◆ Task prompt ◆
Your output must match the data word for word, with every line included.

····················

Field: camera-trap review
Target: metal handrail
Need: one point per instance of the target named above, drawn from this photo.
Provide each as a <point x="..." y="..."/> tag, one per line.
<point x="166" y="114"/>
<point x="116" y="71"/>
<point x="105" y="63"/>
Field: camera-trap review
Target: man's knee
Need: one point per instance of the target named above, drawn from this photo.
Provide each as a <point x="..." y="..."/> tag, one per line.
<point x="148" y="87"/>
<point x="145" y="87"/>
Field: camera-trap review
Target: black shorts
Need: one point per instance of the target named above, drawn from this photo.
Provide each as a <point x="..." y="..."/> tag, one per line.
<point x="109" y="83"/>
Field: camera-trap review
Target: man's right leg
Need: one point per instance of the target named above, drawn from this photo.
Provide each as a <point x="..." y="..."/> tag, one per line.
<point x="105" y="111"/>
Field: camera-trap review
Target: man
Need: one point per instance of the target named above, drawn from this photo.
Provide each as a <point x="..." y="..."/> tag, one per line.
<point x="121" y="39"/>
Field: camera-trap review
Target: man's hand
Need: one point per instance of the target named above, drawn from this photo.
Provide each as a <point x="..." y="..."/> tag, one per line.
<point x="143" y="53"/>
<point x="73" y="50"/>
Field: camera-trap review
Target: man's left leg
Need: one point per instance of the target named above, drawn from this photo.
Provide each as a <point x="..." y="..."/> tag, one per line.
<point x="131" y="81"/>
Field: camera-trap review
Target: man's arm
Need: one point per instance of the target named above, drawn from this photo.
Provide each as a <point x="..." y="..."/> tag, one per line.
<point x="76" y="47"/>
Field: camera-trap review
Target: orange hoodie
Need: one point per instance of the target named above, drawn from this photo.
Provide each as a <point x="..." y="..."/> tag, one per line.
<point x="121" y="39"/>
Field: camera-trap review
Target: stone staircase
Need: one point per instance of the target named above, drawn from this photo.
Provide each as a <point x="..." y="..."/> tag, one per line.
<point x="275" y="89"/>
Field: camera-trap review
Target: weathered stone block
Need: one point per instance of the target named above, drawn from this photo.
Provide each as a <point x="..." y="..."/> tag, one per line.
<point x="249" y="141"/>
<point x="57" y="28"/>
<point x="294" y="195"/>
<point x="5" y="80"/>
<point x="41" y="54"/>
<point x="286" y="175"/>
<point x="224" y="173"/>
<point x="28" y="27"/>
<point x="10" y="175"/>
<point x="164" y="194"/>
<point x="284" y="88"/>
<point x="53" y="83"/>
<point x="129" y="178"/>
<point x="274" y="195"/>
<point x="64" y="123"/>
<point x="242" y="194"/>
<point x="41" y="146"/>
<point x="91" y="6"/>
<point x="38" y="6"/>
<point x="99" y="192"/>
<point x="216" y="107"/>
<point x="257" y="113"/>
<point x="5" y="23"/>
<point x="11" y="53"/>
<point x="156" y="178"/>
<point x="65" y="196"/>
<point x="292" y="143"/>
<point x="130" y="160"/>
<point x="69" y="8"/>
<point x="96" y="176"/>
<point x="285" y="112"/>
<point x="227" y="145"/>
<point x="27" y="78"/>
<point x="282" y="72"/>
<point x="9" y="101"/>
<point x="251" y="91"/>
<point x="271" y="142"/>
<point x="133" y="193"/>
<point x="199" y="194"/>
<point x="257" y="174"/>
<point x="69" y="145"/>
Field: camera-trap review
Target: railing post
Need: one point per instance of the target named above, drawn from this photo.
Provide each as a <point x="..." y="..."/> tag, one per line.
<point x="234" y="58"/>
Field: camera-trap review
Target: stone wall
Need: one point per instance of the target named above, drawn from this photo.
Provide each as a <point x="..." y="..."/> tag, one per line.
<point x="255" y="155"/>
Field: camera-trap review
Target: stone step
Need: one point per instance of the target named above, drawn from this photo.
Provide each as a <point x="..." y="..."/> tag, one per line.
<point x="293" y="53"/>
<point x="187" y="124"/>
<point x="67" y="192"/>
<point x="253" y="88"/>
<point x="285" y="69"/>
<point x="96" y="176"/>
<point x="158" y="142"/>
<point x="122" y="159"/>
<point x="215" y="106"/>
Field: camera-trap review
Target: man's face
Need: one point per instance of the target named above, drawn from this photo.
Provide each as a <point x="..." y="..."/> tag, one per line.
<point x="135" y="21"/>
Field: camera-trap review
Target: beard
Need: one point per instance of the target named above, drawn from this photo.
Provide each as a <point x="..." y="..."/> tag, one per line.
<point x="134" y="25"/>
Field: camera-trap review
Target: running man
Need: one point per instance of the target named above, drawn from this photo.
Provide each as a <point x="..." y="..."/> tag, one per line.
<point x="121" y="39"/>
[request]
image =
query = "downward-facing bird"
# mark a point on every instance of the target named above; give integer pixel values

····················

◆ Expected answer ◆
Field: camera-trap review
Target: metal handrail
Need: one point per instance of the target named above, drawn from this photo.
Provide each as a <point x="..." y="..."/> tag, one per line.
<point x="166" y="114"/>
<point x="116" y="71"/>
<point x="105" y="63"/>
Field: camera-trap review
Target: man's knee
Need: one point per instance of the target named above, drawn from this photo.
Provide each as a <point x="..." y="..."/> tag, one per line.
<point x="148" y="87"/>
<point x="145" y="87"/>
Field: camera-trap review
Target: black shorts
Need: one point per instance of the target named above, drawn from this photo.
Provide each as a <point x="..." y="..."/> tag, one per line.
<point x="109" y="83"/>
Field: camera-trap review
Target: man's right leg
Need: one point per instance of the target named above, drawn from this photo.
Provide each as a <point x="..." y="..."/> tag, one per line.
<point x="105" y="111"/>
Field: camera-trap review
Target: man
Need: one point per instance of the target named above, drawn from this photo.
Provide each as a <point x="..." y="..."/> tag, one per line.
<point x="121" y="39"/>
Field: camera-trap review
Target: man's hand
Need: one point per instance of the target named above, drawn from this photo.
Provide each as a <point x="..." y="..."/> tag, one per line.
<point x="143" y="53"/>
<point x="73" y="50"/>
Field: camera-trap review
Target: man's left leg
Need: one point per instance of the target named above, drawn from this photo.
Provide each as a <point x="..." y="..."/> tag, one per line.
<point x="131" y="81"/>
Field: camera-trap review
Target: man's arm
Need: one point per instance of the target named above, drawn from this photo.
Provide each as a <point x="..." y="..."/> tag, one per line.
<point x="76" y="47"/>
Field: camera-trap review
Target: orange hoodie
Need: one point per instance of the target named above, drawn from this photo.
Provide each as a <point x="..." y="..."/> tag, one per line.
<point x="121" y="39"/>
Field: camera-trap review
Target: stone staircase
Need: one point per instance of the target named above, drawn from this photo.
Provide each as a <point x="..." y="..."/> tag, one per line.
<point x="275" y="89"/>
Field: camera-trap review
Target: weathered stone block
Need: one point per instance of the target named above, drawn from this photo.
Provide each as a <point x="..." y="..."/> tag, one per line.
<point x="249" y="141"/>
<point x="57" y="28"/>
<point x="294" y="195"/>
<point x="5" y="80"/>
<point x="41" y="54"/>
<point x="286" y="175"/>
<point x="224" y="173"/>
<point x="28" y="27"/>
<point x="10" y="175"/>
<point x="164" y="194"/>
<point x="284" y="88"/>
<point x="53" y="83"/>
<point x="129" y="178"/>
<point x="274" y="195"/>
<point x="64" y="123"/>
<point x="242" y="194"/>
<point x="41" y="146"/>
<point x="91" y="6"/>
<point x="38" y="6"/>
<point x="99" y="192"/>
<point x="216" y="107"/>
<point x="257" y="113"/>
<point x="5" y="23"/>
<point x="11" y="53"/>
<point x="156" y="178"/>
<point x="65" y="196"/>
<point x="292" y="143"/>
<point x="130" y="160"/>
<point x="69" y="8"/>
<point x="96" y="176"/>
<point x="285" y="112"/>
<point x="227" y="145"/>
<point x="27" y="78"/>
<point x="282" y="72"/>
<point x="9" y="101"/>
<point x="251" y="91"/>
<point x="271" y="142"/>
<point x="133" y="193"/>
<point x="199" y="194"/>
<point x="257" y="174"/>
<point x="69" y="145"/>
Field: camera-trap review
Target: railing post
Need: one point per instance of the target named above, drawn from this photo.
Provide each as a <point x="..." y="..."/> tag, one per line.
<point x="234" y="58"/>
Field: camera-trap review
Target: stone wall
Need: one point per instance of the target named above, drawn from this photo.
Provide each as a <point x="..." y="..."/> tag, one per line.
<point x="255" y="155"/>
Field: camera-trap review
Target: stone step
Need: one point per instance of the target named above, drawn from this photo.
Provide each as a <point x="..." y="..."/> tag, one per line.
<point x="293" y="53"/>
<point x="187" y="124"/>
<point x="67" y="192"/>
<point x="253" y="88"/>
<point x="285" y="69"/>
<point x="96" y="176"/>
<point x="158" y="142"/>
<point x="122" y="159"/>
<point x="215" y="106"/>
Field: camera-trap review
Target: man's face
Need: one point per instance of the target named above, drawn from this photo.
Provide each as a <point x="..." y="..."/> tag, one per line.
<point x="135" y="21"/>
Field: camera-trap review
Target: beard
Need: one point per instance of the target named above, drawn from this photo.
Provide each as a <point x="..." y="..."/> tag, one per line.
<point x="134" y="25"/>
Field: camera-trap review
Target: running man
Need: one point per instance of the target named above, drawn from this photo.
Provide each as a <point x="..." y="..."/> tag, one per line.
<point x="121" y="39"/>
[request]
image =
query = "downward-facing bird"
# mark a point on every instance of the target named above; give integer pixel values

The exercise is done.